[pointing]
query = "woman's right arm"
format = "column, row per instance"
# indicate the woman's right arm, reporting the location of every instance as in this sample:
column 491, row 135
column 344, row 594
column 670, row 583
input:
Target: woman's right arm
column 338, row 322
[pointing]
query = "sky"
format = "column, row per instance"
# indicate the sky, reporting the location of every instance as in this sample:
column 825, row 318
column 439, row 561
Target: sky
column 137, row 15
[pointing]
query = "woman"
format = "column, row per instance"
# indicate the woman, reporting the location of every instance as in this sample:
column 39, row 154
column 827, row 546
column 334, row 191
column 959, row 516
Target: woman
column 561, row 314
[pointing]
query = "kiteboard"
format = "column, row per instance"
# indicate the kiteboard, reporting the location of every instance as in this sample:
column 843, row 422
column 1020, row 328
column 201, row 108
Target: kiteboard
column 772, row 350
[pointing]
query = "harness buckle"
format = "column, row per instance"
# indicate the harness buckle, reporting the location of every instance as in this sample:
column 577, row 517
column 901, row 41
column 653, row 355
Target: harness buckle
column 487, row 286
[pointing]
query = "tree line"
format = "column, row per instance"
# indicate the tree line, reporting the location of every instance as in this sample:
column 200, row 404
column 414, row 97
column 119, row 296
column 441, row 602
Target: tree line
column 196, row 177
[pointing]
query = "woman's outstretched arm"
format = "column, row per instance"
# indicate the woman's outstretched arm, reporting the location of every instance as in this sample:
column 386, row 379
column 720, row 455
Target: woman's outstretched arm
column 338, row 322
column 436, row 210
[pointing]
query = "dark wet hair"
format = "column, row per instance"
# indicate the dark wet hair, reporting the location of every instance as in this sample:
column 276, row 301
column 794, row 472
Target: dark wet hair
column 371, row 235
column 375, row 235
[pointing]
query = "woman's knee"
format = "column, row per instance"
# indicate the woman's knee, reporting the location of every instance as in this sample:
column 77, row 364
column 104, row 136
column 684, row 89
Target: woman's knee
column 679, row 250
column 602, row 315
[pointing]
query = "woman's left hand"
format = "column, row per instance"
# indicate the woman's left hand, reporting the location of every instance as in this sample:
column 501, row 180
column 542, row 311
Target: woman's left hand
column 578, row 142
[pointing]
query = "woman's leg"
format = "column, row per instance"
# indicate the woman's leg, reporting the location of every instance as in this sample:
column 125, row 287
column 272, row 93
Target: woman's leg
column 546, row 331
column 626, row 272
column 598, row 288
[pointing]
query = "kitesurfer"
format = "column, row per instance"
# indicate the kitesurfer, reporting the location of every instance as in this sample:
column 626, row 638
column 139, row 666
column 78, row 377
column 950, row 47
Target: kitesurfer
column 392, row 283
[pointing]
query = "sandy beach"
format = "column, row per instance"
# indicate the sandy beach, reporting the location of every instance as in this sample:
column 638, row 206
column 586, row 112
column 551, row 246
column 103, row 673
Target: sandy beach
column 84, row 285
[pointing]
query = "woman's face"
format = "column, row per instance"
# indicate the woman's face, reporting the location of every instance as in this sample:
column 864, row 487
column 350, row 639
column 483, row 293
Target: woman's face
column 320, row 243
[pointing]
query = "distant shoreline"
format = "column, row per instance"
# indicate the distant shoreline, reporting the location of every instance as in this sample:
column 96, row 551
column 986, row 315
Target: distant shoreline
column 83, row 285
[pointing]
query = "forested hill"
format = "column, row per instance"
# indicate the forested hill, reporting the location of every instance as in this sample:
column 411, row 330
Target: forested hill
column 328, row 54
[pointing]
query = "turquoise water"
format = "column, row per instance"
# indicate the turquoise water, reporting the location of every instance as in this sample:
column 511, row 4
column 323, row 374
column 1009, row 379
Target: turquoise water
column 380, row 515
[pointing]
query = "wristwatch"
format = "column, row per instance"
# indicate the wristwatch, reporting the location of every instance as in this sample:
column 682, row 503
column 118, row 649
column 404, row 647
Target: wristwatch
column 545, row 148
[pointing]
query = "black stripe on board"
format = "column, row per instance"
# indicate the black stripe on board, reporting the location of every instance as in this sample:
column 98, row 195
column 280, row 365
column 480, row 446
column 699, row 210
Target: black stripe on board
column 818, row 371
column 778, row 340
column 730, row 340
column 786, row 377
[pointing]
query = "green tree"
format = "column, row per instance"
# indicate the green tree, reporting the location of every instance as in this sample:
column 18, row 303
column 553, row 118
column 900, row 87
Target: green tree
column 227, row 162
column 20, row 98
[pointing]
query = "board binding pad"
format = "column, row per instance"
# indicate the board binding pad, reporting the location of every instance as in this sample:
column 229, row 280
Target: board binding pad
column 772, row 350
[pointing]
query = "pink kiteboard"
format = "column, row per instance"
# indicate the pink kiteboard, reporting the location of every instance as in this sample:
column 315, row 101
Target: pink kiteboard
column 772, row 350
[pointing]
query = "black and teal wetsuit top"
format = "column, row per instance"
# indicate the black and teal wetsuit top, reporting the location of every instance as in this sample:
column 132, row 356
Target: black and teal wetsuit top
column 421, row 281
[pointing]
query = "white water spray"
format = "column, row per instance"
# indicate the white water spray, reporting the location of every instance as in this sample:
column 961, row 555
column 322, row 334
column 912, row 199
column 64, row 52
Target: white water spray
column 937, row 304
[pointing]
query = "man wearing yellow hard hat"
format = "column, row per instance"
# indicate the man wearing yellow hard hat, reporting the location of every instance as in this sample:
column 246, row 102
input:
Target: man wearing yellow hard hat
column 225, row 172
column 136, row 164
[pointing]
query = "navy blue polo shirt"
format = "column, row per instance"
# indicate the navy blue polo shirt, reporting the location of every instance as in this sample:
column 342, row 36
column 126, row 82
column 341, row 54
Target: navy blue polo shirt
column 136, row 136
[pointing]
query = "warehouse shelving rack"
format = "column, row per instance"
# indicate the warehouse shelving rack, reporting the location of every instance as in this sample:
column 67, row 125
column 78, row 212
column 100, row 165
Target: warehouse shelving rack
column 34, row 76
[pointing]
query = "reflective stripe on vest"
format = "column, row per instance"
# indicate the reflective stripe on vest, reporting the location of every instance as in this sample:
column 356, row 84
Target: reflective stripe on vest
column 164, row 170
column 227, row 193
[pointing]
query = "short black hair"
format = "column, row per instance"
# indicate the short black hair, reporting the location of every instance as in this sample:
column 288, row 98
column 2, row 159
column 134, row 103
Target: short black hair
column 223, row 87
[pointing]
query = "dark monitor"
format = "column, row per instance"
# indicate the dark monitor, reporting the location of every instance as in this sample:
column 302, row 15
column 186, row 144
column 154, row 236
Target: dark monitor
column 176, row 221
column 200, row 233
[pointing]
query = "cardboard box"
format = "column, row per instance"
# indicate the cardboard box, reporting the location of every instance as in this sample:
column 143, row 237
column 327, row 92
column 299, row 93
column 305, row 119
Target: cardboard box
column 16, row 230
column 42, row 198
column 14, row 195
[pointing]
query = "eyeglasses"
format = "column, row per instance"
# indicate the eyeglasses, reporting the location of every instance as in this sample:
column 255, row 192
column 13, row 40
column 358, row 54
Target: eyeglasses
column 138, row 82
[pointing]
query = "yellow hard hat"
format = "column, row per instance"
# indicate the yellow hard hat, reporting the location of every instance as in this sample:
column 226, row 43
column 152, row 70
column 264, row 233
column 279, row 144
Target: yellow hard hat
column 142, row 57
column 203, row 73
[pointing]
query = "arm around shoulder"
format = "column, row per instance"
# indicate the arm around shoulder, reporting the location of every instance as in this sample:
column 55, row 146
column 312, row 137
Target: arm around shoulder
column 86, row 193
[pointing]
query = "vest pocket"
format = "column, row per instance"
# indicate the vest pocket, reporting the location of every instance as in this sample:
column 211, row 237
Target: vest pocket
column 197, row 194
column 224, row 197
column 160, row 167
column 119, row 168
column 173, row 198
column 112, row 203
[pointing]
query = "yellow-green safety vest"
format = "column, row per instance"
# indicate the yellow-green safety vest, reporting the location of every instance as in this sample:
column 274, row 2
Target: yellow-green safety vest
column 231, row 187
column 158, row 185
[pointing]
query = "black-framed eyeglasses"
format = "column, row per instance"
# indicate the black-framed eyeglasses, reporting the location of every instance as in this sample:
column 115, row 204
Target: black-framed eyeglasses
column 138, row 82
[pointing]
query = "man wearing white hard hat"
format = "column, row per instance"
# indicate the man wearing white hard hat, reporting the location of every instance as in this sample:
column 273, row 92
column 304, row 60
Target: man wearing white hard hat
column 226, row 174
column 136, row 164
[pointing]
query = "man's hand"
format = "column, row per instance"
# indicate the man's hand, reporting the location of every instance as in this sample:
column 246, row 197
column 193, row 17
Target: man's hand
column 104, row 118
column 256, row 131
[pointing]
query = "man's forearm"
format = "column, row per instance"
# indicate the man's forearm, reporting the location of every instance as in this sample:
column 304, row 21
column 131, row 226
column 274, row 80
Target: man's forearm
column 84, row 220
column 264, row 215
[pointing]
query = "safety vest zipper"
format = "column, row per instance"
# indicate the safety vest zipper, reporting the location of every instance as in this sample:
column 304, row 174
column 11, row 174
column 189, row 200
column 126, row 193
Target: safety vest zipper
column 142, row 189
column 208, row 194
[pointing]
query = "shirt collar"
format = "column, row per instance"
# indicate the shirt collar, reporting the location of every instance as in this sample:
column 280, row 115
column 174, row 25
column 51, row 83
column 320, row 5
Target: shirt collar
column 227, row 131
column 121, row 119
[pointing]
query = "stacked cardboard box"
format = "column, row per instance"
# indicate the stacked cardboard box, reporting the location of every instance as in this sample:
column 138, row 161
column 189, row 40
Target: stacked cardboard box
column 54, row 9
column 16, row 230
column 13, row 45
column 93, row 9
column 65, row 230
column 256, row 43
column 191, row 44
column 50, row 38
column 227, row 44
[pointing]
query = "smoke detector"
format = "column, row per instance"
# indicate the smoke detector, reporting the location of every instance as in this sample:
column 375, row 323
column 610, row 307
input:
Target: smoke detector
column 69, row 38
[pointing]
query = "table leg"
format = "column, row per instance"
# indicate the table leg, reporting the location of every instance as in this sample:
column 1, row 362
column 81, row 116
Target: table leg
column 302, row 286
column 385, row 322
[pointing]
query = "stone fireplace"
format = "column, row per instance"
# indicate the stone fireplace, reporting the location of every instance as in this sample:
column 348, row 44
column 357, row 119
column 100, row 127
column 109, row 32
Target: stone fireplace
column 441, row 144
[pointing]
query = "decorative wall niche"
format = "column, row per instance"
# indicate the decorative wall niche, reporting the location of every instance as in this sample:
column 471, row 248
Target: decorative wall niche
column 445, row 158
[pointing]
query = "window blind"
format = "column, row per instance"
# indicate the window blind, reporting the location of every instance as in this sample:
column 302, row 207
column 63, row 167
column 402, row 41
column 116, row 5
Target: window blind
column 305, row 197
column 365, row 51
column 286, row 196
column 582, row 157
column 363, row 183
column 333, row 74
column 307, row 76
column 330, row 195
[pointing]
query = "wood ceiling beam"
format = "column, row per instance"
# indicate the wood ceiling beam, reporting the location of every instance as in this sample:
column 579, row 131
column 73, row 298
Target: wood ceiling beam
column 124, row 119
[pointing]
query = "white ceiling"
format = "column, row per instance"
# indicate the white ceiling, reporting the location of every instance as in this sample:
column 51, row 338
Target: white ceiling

---*---

SHORT PROBLEM:
Show each line of the records that contains the string "teal". Case matters.

ANSWER IN FULL:
query = "black and teal wetsuit top"
# indicate the black and teal wetsuit top, reporting the location of every instance as in this sample:
Target: black and teal wetsuit top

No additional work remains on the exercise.